> _TASK DESCRIPTION_
Begin with the line containing "For each instance of the dark" and copy each line exactly through the last line of the entries, inclusive.

(Point annotation records)
▼

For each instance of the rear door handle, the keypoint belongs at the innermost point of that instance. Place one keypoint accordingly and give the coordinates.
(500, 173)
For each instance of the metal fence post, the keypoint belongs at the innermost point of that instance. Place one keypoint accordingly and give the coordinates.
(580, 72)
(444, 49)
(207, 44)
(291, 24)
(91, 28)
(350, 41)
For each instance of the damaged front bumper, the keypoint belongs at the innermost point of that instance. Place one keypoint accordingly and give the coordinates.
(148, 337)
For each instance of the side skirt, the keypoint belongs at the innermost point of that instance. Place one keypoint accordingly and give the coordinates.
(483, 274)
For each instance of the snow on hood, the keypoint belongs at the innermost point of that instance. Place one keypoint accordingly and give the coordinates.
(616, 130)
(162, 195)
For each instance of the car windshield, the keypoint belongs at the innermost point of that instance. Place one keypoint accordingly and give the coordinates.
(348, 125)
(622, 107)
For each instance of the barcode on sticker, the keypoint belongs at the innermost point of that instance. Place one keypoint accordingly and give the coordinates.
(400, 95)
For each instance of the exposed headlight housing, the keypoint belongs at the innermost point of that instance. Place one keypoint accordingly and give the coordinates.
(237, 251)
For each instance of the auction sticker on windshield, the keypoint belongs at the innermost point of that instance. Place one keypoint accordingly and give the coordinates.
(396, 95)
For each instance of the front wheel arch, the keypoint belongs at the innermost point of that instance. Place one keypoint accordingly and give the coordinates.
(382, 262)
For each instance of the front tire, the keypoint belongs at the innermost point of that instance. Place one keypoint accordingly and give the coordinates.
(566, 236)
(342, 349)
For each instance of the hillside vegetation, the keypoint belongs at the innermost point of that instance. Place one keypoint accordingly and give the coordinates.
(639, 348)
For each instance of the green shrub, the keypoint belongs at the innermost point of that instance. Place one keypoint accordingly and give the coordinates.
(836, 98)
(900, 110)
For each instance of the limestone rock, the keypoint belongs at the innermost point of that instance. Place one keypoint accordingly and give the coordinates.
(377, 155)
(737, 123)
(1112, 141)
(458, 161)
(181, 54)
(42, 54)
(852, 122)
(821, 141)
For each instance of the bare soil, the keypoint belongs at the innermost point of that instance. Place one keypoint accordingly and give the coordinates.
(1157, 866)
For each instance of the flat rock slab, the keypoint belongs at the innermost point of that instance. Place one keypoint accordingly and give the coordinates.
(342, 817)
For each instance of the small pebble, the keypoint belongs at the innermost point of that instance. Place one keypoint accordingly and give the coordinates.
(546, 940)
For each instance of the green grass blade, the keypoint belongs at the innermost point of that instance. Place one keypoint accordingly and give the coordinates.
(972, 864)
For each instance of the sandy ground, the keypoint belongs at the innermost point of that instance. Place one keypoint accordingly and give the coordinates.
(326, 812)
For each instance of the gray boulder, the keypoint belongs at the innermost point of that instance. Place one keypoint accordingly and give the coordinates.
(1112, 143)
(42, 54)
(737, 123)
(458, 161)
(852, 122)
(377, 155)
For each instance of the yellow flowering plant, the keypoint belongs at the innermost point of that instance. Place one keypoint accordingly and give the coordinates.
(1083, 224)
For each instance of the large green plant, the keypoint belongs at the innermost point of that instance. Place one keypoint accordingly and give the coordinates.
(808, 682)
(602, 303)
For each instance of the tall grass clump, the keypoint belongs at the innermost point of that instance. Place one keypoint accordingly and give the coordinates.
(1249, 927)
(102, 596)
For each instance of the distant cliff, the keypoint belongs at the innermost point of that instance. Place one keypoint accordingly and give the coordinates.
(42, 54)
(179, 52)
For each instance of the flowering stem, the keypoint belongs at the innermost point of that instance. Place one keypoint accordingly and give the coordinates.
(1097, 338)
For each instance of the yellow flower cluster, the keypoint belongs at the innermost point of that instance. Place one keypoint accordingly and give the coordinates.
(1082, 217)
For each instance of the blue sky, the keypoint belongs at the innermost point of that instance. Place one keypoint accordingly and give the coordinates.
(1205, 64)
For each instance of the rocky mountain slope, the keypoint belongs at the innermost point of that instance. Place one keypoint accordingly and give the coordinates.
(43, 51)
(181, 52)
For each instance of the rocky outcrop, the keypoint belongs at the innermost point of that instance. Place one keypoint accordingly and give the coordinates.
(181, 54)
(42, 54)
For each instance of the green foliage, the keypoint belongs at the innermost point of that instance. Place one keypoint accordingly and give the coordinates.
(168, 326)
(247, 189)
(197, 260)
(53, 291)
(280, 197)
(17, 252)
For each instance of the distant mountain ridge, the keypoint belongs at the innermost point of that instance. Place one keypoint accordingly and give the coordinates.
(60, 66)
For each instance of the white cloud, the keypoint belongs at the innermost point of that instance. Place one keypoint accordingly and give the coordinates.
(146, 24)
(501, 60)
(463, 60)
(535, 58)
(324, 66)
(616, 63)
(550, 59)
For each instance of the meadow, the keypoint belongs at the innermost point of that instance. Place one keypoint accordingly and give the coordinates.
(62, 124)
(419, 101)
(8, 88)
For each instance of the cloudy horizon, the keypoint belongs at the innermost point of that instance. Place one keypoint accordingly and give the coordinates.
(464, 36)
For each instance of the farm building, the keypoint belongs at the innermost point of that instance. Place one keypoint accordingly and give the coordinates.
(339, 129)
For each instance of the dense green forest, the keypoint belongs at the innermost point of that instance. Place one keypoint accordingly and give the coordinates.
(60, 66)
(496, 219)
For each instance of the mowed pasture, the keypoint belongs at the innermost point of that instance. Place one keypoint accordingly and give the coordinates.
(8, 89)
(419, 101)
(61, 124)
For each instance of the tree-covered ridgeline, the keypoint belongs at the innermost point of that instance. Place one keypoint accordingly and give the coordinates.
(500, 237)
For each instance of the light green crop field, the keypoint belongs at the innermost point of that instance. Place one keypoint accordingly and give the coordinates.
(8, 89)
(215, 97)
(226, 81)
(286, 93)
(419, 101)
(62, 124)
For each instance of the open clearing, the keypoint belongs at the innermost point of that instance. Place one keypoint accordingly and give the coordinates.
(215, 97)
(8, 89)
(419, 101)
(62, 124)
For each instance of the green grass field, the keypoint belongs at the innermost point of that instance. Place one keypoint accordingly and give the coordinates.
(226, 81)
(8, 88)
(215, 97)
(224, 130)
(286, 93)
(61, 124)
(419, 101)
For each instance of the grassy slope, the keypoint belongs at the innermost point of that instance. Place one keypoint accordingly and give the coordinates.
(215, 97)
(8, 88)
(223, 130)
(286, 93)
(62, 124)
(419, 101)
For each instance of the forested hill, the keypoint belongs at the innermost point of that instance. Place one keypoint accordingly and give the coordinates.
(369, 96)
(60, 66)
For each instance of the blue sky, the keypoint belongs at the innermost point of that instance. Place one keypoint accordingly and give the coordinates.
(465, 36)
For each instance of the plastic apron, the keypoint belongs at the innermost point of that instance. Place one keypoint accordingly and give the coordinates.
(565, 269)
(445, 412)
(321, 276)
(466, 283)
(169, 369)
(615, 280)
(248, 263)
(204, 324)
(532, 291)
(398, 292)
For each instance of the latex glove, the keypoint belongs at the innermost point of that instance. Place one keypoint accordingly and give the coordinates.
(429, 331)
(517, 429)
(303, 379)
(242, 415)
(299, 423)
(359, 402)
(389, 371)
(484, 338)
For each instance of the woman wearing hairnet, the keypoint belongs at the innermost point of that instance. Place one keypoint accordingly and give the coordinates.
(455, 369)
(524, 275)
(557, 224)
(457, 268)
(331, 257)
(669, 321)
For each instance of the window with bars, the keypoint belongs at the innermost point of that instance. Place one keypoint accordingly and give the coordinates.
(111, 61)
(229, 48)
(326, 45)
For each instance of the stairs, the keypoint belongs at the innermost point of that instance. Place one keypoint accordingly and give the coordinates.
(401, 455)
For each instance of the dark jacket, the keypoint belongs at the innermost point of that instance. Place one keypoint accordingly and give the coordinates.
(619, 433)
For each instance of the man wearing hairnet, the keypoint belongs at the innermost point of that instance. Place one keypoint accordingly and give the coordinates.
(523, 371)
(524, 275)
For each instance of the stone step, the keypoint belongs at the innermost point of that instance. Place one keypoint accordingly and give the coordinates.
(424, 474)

▲

> _THE COMPLETED TASK_
For each instance of the dark jacket, the keypoint belongs at the innermost point of that instance. Place one keypoint accordingly and give the coordinates.
(619, 433)
For each instance of the man wearing hairnet, the keypoint belongs at the innermost point of that instance. Place one keypoint accordingly and give the coordinates.
(523, 371)
(524, 275)
For each instance of the stone step, the keypoint belongs at the innermost point of that instance. Place one keypoint accordingly and give the coordinates.
(424, 474)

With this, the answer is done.